## ASSIGNMENT
Could you please retype all of the entries exactly as they appear?
--- EXCERPTED DATA ---
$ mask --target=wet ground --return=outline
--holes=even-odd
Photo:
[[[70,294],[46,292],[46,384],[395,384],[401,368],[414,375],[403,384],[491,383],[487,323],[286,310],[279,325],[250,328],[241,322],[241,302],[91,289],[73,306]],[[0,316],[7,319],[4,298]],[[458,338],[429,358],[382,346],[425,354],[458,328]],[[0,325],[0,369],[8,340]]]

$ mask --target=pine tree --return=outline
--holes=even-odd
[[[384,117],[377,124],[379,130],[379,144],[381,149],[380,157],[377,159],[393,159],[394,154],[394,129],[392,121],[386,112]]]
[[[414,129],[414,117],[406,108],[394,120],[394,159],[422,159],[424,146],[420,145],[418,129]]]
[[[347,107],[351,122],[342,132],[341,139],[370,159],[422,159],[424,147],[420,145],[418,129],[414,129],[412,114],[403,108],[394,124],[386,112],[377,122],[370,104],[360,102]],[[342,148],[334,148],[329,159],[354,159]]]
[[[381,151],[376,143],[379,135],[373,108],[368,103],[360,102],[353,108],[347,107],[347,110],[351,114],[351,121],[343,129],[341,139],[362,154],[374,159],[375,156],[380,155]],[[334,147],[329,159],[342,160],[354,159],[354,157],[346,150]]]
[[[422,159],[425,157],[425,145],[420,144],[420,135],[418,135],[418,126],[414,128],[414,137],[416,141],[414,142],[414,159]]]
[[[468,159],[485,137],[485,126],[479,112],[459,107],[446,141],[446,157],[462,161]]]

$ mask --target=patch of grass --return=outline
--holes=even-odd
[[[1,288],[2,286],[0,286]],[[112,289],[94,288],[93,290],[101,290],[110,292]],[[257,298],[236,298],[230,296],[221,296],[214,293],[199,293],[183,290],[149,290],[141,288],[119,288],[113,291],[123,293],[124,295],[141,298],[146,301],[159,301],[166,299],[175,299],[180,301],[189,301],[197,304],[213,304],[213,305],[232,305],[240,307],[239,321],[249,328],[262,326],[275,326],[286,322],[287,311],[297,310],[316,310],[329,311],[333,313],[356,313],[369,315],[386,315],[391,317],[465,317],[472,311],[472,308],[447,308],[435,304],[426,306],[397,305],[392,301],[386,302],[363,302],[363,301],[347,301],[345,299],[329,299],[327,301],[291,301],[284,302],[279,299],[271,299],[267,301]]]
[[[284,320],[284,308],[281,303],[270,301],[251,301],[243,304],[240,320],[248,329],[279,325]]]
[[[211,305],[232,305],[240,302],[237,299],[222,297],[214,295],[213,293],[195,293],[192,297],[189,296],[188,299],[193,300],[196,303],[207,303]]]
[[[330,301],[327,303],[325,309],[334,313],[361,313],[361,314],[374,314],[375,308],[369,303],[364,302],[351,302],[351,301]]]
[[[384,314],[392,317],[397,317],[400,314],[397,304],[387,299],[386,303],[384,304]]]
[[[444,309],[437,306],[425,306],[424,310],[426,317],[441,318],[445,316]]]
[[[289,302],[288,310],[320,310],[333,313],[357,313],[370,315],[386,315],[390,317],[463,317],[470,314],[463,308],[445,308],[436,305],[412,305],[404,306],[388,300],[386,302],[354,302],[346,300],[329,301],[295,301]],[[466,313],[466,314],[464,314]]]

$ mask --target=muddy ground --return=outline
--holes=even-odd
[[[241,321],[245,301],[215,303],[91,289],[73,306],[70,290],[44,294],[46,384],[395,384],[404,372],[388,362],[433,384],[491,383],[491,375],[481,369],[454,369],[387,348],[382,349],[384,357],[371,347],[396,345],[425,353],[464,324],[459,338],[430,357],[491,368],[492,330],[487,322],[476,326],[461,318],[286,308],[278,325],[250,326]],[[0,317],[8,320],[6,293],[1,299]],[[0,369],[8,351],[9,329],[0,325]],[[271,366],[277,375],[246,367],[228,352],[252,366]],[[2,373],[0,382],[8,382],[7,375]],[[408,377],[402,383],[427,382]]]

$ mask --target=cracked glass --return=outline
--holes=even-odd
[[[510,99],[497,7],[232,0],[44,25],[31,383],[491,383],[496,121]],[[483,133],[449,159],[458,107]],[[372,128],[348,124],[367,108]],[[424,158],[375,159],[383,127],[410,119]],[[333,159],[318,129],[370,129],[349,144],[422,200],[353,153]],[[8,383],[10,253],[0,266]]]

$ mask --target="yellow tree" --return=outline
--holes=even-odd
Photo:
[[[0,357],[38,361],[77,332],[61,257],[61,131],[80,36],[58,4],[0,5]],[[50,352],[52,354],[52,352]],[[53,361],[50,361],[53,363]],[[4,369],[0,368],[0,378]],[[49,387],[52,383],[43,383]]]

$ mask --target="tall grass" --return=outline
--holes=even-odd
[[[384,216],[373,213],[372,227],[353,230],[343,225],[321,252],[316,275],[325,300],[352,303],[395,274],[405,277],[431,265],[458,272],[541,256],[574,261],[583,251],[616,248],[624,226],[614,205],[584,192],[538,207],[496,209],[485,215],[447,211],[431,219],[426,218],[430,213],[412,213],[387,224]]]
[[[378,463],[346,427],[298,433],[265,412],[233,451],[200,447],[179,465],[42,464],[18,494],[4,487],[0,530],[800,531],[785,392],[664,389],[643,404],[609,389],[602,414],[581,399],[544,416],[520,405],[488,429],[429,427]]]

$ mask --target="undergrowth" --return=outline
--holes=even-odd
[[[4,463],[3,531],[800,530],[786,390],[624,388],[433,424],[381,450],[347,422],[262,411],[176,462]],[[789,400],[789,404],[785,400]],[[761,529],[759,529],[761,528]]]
---
## ANSWER FOR THIS EXERCISE
$ mask --target=wet ground --return=outline
--holes=even-odd
Photo:
[[[70,294],[46,292],[46,384],[395,384],[401,368],[414,375],[403,384],[491,383],[487,323],[286,310],[279,325],[250,328],[241,322],[241,302],[91,289],[73,306]],[[0,316],[7,319],[4,298]],[[458,338],[429,358],[382,346],[425,354],[458,328]],[[0,325],[0,369],[8,340]]]

$ mask --target=pine tree --return=outline
--holes=even-odd
[[[384,117],[377,124],[379,130],[379,144],[381,149],[380,157],[377,159],[393,159],[394,154],[394,129],[392,121],[386,112]]]
[[[414,129],[414,117],[406,108],[394,120],[394,159],[422,159],[424,146],[420,145],[418,129]]]
[[[347,107],[351,122],[342,132],[341,139],[370,159],[422,159],[424,147],[420,145],[418,129],[414,129],[412,114],[403,108],[394,124],[386,112],[377,122],[370,104],[360,102]],[[342,148],[334,148],[329,159],[354,159]]]
[[[381,151],[376,143],[379,135],[373,108],[368,103],[360,102],[353,108],[347,107],[347,110],[351,114],[351,121],[343,129],[341,139],[362,154],[374,159],[375,156],[380,155]],[[334,147],[329,159],[342,160],[354,159],[354,157],[346,150]]]
[[[422,159],[425,157],[425,145],[420,144],[420,135],[418,135],[418,126],[414,128],[414,137],[416,141],[414,142],[414,159]]]
[[[468,159],[485,137],[485,126],[479,112],[459,107],[446,141],[446,157],[462,161]]]

$ mask --target=patch of grass --return=outline
--holes=even-odd
[[[1,288],[2,286],[0,286]],[[112,289],[94,288],[93,290],[101,290],[110,292]],[[257,298],[236,298],[230,296],[221,296],[214,293],[199,293],[183,290],[149,290],[141,288],[119,288],[113,291],[123,293],[124,295],[141,298],[146,301],[159,301],[166,299],[175,299],[180,301],[189,301],[197,304],[213,304],[213,305],[232,305],[240,307],[239,321],[249,328],[262,326],[275,326],[286,322],[287,311],[297,310],[316,310],[329,311],[333,313],[356,313],[369,315],[386,315],[391,317],[465,317],[472,311],[472,308],[447,308],[435,304],[426,306],[397,305],[392,301],[386,302],[363,302],[363,301],[347,301],[345,299],[329,299],[327,301],[291,301],[284,302],[279,299],[271,299],[267,301]]]
[[[284,320],[284,308],[281,303],[270,301],[251,301],[243,304],[240,320],[248,329],[279,325]]]
[[[211,305],[232,305],[240,302],[237,299],[222,297],[214,295],[213,293],[195,293],[192,297],[189,296],[188,299],[193,300],[196,303],[207,303]]]
[[[330,301],[327,303],[325,309],[334,313],[361,313],[361,314],[374,314],[375,308],[369,303],[364,302],[351,302],[351,301]]]
[[[384,314],[392,317],[397,317],[400,314],[397,304],[387,299],[386,303],[384,304]]]
[[[444,309],[437,306],[425,306],[424,310],[426,317],[441,318],[445,316]]]
[[[289,302],[288,310],[320,310],[333,313],[357,313],[370,315],[386,315],[390,317],[463,317],[470,314],[463,308],[445,308],[436,305],[412,305],[404,306],[388,300],[386,302],[354,302],[346,300],[329,301],[295,301]],[[466,313],[466,314],[464,314]]]

$ mask --target=muddy ground --return=outline
--holes=even-odd
[[[241,321],[245,301],[215,303],[91,289],[73,306],[70,290],[44,294],[46,384],[395,384],[404,372],[388,362],[433,384],[491,383],[491,375],[481,369],[454,369],[387,348],[382,349],[384,357],[371,347],[396,345],[425,353],[464,324],[459,338],[430,357],[491,368],[492,330],[487,322],[476,326],[461,318],[286,308],[278,325],[250,326]],[[0,317],[8,320],[6,293],[1,299]],[[0,369],[8,351],[9,329],[0,325]],[[271,366],[277,375],[246,367],[228,352],[252,366]],[[2,373],[0,382],[8,382],[7,375]],[[408,377],[402,383],[427,382]]]

$ mask --target=cracked glass --return=outline
--holes=even-odd
[[[510,99],[497,7],[232,0],[44,25],[31,383],[491,383],[496,121]],[[483,133],[449,159],[458,107]],[[372,128],[348,124],[367,108]],[[424,158],[375,159],[383,127],[410,119]],[[333,159],[318,129],[370,129],[349,144],[422,200],[353,153]],[[8,383],[10,253],[0,266]]]

$ mask --target="yellow tree" --return=outline
--holes=even-odd
Photo:
[[[0,357],[38,361],[77,332],[61,257],[61,131],[80,36],[58,4],[0,5]],[[50,352],[52,354],[52,352]],[[53,361],[50,361],[53,363]],[[4,369],[0,368],[0,378]],[[49,387],[52,383],[43,383]]]

$ mask --target="tall grass" --return=outline
--holes=even-odd
[[[384,216],[373,213],[372,227],[353,230],[343,225],[321,252],[316,275],[325,300],[352,303],[395,274],[405,277],[431,265],[458,272],[541,256],[574,261],[583,251],[616,248],[624,226],[614,205],[584,192],[538,207],[496,209],[485,215],[447,211],[431,219],[426,218],[430,213],[412,213],[387,224]]]
[[[378,463],[346,427],[298,433],[265,412],[233,451],[200,447],[179,465],[42,464],[18,494],[4,487],[0,530],[800,531],[785,392],[664,389],[643,404],[609,389],[602,414],[581,399],[544,416],[520,405],[488,429],[429,427]]]

$ mask --target="undergrowth" --return=outline
--holes=even-odd
[[[4,463],[3,531],[800,530],[786,390],[624,388],[433,424],[381,450],[347,422],[262,411],[176,462]],[[789,400],[789,404],[785,400]],[[761,529],[759,529],[761,528]]]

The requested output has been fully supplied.